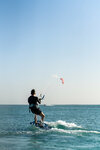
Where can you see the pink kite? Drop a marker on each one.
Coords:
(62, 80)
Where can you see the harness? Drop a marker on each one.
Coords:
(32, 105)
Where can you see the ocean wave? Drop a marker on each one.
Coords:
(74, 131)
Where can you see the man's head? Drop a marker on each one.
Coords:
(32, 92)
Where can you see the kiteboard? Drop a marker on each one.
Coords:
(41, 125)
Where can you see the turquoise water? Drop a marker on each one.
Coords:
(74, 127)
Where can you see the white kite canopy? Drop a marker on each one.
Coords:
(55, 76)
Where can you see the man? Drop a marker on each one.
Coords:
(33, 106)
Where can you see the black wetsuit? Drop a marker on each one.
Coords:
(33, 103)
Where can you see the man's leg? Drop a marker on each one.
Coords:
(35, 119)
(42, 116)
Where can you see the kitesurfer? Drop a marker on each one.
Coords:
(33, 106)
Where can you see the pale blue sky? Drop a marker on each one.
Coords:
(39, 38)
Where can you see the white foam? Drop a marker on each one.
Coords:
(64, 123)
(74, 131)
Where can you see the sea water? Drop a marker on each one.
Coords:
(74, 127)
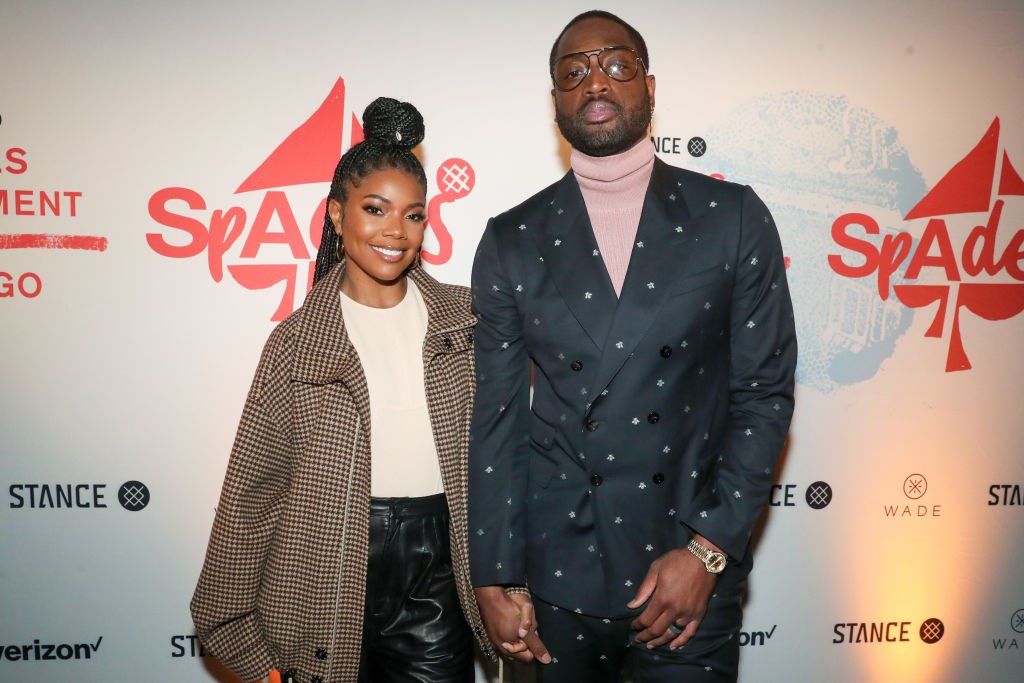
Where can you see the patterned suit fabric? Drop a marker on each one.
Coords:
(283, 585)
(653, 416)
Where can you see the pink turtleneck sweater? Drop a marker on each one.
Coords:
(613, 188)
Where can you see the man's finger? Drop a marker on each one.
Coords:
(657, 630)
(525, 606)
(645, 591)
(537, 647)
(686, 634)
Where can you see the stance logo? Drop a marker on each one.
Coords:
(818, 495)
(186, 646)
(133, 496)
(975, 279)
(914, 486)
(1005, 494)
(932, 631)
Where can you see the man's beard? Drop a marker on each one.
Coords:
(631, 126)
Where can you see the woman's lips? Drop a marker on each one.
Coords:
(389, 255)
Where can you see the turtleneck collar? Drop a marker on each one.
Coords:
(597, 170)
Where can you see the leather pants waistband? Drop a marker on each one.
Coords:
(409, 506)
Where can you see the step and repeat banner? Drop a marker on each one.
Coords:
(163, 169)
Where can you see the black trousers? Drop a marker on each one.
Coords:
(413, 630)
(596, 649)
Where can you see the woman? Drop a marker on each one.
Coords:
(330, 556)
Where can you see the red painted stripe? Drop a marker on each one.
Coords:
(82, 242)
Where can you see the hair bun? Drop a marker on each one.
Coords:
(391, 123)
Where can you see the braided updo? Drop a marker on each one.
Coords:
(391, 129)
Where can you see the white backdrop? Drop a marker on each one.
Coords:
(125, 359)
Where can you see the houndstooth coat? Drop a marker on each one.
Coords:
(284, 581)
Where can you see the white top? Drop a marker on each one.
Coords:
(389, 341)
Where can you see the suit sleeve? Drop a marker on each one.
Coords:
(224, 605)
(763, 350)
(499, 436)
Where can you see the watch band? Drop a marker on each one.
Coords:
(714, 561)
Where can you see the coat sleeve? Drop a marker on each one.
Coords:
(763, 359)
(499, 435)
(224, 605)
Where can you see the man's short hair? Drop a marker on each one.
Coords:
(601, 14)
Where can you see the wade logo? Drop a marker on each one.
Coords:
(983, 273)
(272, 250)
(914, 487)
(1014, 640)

### Activity
Search the data for "woman". Copy every line that has it.

### Answer below
Where can you see the woman's lips? Drop a marker on each one.
Where can you see the woman? Drop a marker on each one.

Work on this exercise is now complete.